• **Work to be completed**: Copy out, word for word, the stretch of the material below from the line containing "Put a single dot on each instance of the soccer" through the last line. Leave the pictures out of your copy.

• **Material supplied**:

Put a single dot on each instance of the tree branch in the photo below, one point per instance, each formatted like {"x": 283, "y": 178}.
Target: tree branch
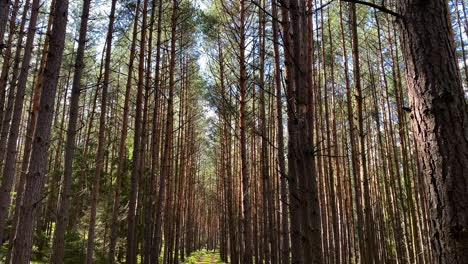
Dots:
{"x": 380, "y": 8}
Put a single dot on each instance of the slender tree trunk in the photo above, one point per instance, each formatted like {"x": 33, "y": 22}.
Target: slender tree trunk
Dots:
{"x": 99, "y": 162}
{"x": 64, "y": 198}
{"x": 165, "y": 163}
{"x": 247, "y": 257}
{"x": 137, "y": 146}
{"x": 4, "y": 10}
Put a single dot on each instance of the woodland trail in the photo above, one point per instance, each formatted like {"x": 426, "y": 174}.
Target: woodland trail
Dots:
{"x": 208, "y": 258}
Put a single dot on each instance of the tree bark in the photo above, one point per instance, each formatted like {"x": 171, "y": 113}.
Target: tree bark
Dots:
{"x": 64, "y": 198}
{"x": 439, "y": 120}
{"x": 99, "y": 162}
{"x": 33, "y": 191}
{"x": 10, "y": 159}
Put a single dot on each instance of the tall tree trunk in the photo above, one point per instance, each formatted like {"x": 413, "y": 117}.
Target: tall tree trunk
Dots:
{"x": 167, "y": 152}
{"x": 99, "y": 162}
{"x": 10, "y": 159}
{"x": 439, "y": 119}
{"x": 64, "y": 198}
{"x": 137, "y": 147}
{"x": 6, "y": 61}
{"x": 280, "y": 142}
{"x": 33, "y": 191}
{"x": 247, "y": 257}
{"x": 4, "y": 10}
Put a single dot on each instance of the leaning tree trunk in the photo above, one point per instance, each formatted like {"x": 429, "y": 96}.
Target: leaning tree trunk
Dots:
{"x": 440, "y": 122}
{"x": 33, "y": 192}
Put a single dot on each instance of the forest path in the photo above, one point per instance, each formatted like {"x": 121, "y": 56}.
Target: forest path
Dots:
{"x": 208, "y": 258}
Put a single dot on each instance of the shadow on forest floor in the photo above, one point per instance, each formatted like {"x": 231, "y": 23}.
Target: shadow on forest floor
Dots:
{"x": 204, "y": 257}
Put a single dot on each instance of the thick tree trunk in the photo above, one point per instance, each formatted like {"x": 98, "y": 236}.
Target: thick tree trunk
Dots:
{"x": 440, "y": 122}
{"x": 33, "y": 192}
{"x": 10, "y": 159}
{"x": 64, "y": 199}
{"x": 99, "y": 162}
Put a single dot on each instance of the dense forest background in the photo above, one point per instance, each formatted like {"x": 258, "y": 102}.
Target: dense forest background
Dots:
{"x": 233, "y": 131}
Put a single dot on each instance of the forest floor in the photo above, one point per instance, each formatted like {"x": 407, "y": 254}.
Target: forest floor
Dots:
{"x": 204, "y": 257}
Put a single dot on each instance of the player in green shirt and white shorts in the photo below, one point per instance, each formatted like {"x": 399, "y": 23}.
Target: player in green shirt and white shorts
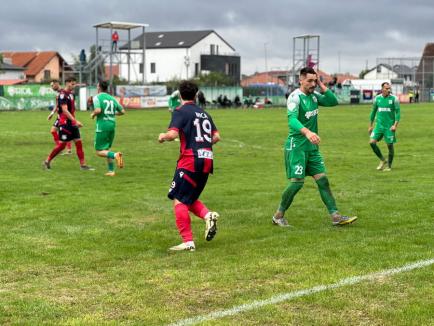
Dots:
{"x": 105, "y": 109}
{"x": 302, "y": 156}
{"x": 386, "y": 113}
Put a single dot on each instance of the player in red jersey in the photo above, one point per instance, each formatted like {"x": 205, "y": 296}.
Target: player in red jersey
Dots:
{"x": 55, "y": 86}
{"x": 68, "y": 126}
{"x": 197, "y": 134}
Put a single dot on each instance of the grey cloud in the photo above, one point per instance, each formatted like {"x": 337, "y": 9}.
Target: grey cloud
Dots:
{"x": 359, "y": 30}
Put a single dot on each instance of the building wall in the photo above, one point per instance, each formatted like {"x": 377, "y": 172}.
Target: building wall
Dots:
{"x": 383, "y": 74}
{"x": 179, "y": 63}
{"x": 12, "y": 75}
{"x": 53, "y": 66}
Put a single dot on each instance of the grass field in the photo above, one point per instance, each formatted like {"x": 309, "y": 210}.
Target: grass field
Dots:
{"x": 79, "y": 248}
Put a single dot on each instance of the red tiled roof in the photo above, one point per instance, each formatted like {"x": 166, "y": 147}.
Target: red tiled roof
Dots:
{"x": 34, "y": 62}
{"x": 6, "y": 82}
{"x": 261, "y": 78}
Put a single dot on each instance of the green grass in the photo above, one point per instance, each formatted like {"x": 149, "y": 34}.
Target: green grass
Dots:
{"x": 80, "y": 248}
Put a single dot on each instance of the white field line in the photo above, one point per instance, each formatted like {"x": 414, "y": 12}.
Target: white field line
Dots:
{"x": 302, "y": 293}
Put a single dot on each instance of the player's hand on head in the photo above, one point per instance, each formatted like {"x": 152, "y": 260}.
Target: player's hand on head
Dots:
{"x": 313, "y": 138}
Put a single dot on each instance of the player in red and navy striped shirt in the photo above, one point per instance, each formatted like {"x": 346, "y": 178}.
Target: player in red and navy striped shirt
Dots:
{"x": 197, "y": 133}
{"x": 68, "y": 126}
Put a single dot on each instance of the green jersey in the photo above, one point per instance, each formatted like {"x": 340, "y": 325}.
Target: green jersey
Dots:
{"x": 105, "y": 121}
{"x": 174, "y": 100}
{"x": 387, "y": 111}
{"x": 303, "y": 112}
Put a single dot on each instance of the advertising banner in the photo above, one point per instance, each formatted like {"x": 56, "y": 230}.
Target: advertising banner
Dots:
{"x": 143, "y": 102}
{"x": 138, "y": 91}
{"x": 28, "y": 91}
{"x": 26, "y": 103}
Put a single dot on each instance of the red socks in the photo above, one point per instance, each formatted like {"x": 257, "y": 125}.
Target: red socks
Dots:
{"x": 59, "y": 147}
{"x": 80, "y": 153}
{"x": 183, "y": 222}
{"x": 198, "y": 209}
{"x": 55, "y": 137}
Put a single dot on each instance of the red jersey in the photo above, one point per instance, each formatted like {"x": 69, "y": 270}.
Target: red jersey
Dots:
{"x": 65, "y": 98}
{"x": 195, "y": 128}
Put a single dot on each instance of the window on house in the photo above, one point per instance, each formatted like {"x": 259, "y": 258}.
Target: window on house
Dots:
{"x": 47, "y": 74}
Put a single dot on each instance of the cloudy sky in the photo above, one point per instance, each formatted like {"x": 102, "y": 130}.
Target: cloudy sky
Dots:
{"x": 353, "y": 33}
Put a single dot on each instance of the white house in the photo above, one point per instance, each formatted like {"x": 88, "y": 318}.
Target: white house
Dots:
{"x": 11, "y": 74}
{"x": 381, "y": 71}
{"x": 180, "y": 55}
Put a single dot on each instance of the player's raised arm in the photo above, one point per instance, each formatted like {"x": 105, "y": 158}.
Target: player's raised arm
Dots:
{"x": 372, "y": 115}
{"x": 397, "y": 114}
{"x": 326, "y": 97}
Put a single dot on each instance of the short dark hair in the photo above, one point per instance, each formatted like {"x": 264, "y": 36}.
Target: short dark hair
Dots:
{"x": 70, "y": 79}
{"x": 307, "y": 70}
{"x": 188, "y": 90}
{"x": 103, "y": 84}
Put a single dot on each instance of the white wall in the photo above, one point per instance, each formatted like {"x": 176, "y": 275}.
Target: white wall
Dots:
{"x": 11, "y": 74}
{"x": 384, "y": 74}
{"x": 171, "y": 63}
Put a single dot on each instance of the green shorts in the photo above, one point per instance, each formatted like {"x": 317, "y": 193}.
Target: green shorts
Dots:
{"x": 379, "y": 133}
{"x": 104, "y": 139}
{"x": 299, "y": 163}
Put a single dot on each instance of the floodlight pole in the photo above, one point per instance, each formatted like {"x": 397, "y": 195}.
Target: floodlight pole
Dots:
{"x": 96, "y": 55}
{"x": 111, "y": 59}
{"x": 129, "y": 54}
{"x": 143, "y": 56}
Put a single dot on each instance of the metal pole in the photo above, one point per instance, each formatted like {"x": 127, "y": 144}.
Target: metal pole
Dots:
{"x": 129, "y": 54}
{"x": 111, "y": 59}
{"x": 96, "y": 55}
{"x": 143, "y": 56}
{"x": 266, "y": 68}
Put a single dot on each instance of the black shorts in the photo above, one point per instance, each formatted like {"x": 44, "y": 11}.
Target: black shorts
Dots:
{"x": 68, "y": 133}
{"x": 187, "y": 186}
{"x": 56, "y": 123}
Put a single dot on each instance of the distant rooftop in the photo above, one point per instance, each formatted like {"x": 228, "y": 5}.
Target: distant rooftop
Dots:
{"x": 120, "y": 25}
{"x": 178, "y": 39}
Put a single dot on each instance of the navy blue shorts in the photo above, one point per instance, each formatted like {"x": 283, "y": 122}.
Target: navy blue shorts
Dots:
{"x": 56, "y": 123}
{"x": 68, "y": 133}
{"x": 187, "y": 186}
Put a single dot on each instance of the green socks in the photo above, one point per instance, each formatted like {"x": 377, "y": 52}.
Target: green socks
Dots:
{"x": 326, "y": 194}
{"x": 377, "y": 151}
{"x": 289, "y": 194}
{"x": 111, "y": 166}
{"x": 391, "y": 154}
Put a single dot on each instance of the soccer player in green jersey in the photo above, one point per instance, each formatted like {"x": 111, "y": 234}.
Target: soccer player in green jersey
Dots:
{"x": 106, "y": 107}
{"x": 302, "y": 156}
{"x": 174, "y": 100}
{"x": 386, "y": 108}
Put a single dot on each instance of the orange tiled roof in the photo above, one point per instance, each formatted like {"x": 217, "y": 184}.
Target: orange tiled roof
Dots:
{"x": 33, "y": 61}
{"x": 261, "y": 78}
{"x": 6, "y": 82}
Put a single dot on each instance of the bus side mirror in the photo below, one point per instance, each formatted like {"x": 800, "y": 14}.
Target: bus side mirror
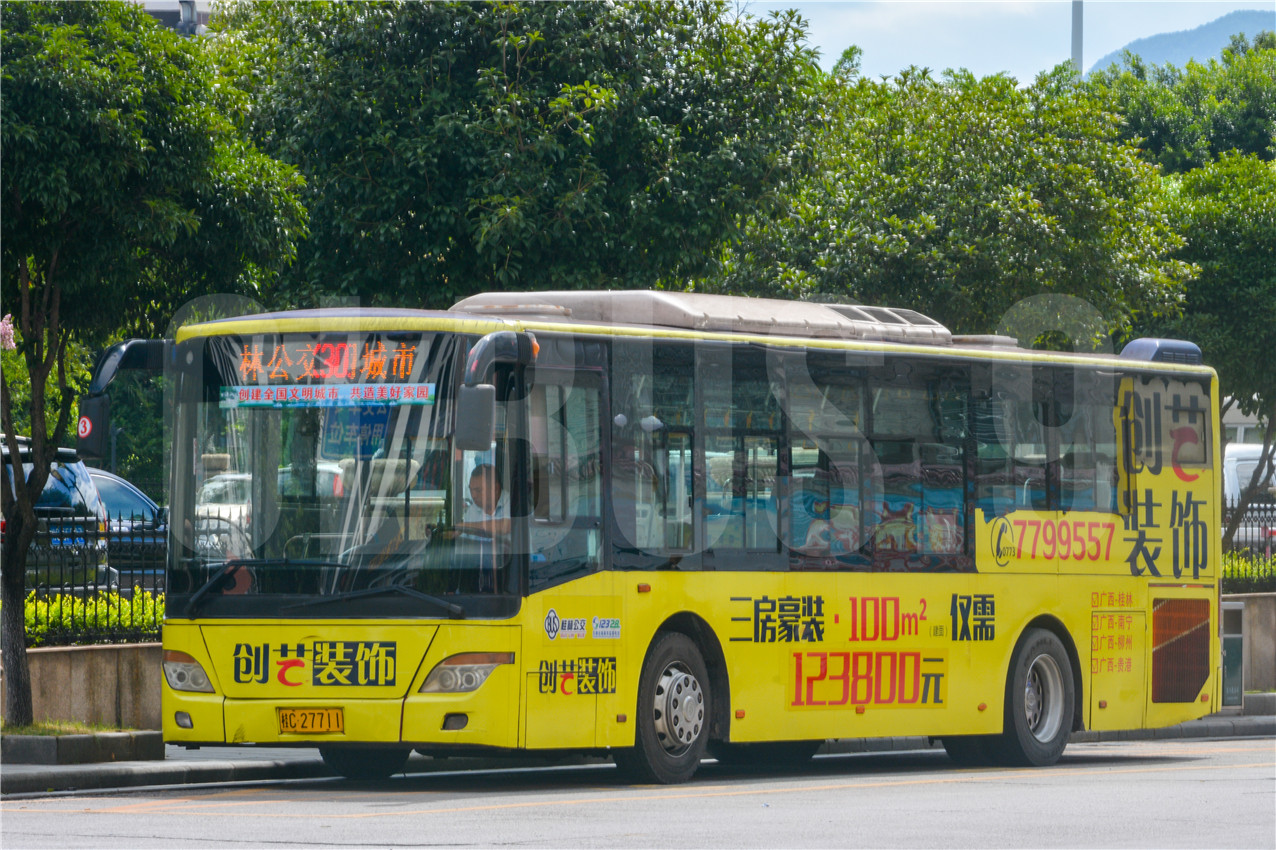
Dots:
{"x": 476, "y": 417}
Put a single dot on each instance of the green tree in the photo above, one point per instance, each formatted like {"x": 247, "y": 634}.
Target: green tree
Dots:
{"x": 1226, "y": 212}
{"x": 960, "y": 197}
{"x": 1186, "y": 118}
{"x": 124, "y": 192}
{"x": 1212, "y": 124}
{"x": 458, "y": 147}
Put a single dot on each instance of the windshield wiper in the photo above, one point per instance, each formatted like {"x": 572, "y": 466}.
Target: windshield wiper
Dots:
{"x": 451, "y": 608}
{"x": 217, "y": 582}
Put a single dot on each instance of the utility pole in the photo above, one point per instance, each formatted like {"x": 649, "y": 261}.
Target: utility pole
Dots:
{"x": 1077, "y": 35}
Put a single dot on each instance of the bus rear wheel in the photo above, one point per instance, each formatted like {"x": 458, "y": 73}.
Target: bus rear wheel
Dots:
{"x": 1039, "y": 702}
{"x": 673, "y": 714}
{"x": 365, "y": 762}
{"x": 971, "y": 751}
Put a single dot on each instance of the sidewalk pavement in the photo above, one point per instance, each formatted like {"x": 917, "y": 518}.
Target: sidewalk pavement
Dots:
{"x": 181, "y": 766}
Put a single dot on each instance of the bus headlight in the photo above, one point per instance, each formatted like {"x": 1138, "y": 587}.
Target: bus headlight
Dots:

• **Exercise response**:
Put a single dot on each instance of the soccer player in green jersey in the photo above, one point per instance, each formatted like {"x": 111, "y": 234}.
Target: soccer player in green jersey
Dots:
{"x": 106, "y": 107}
{"x": 302, "y": 156}
{"x": 174, "y": 100}
{"x": 386, "y": 108}
Put a single dot on each instance of the orange tiled roof in the photo above, one point per instance, each formatted like {"x": 217, "y": 184}.
Target: orange tiled roof
Dots:
{"x": 33, "y": 61}
{"x": 261, "y": 78}
{"x": 6, "y": 82}
Put a single dot on each instance of the bus side mirror in the photo below, one point per instance, each formatted like {"x": 800, "y": 14}.
Target: bus side mirror
Dots:
{"x": 476, "y": 417}
Put a single dot on each instance of the green tree in the photo above, one point per instance, each formatted like {"x": 247, "y": 634}.
Target: green tree
Dots:
{"x": 1226, "y": 212}
{"x": 960, "y": 197}
{"x": 1186, "y": 118}
{"x": 124, "y": 192}
{"x": 1212, "y": 124}
{"x": 458, "y": 147}
Put a single dot on each instance of the windshield wiper in the photo above, one point per instance, each formatted like {"x": 572, "y": 466}.
Target: windshield wiper
Dots:
{"x": 451, "y": 608}
{"x": 217, "y": 582}
Put a single dot on each instance of the utility pole in the photo above, one point per instance, each formatted like {"x": 649, "y": 261}.
Target: utility pole
Dots:
{"x": 1077, "y": 35}
Put a single dot on each instance of the bus rear wheel in the photo above, one point per instance, each formatted like {"x": 458, "y": 73}.
Target: bus rear wheel
Dots:
{"x": 1039, "y": 702}
{"x": 673, "y": 714}
{"x": 365, "y": 762}
{"x": 971, "y": 751}
Put a single dot on each instance of the sidewalk pavement in the photo above, one point per instance, each formatted like {"x": 917, "y": 518}.
Target: sidewalk pavement
Dots:
{"x": 181, "y": 766}
Put a single dot on each instance of the bus headlight in the photo above, one point per instance, each formatted like {"x": 1138, "y": 587}.
Target: bus headlight
Dots:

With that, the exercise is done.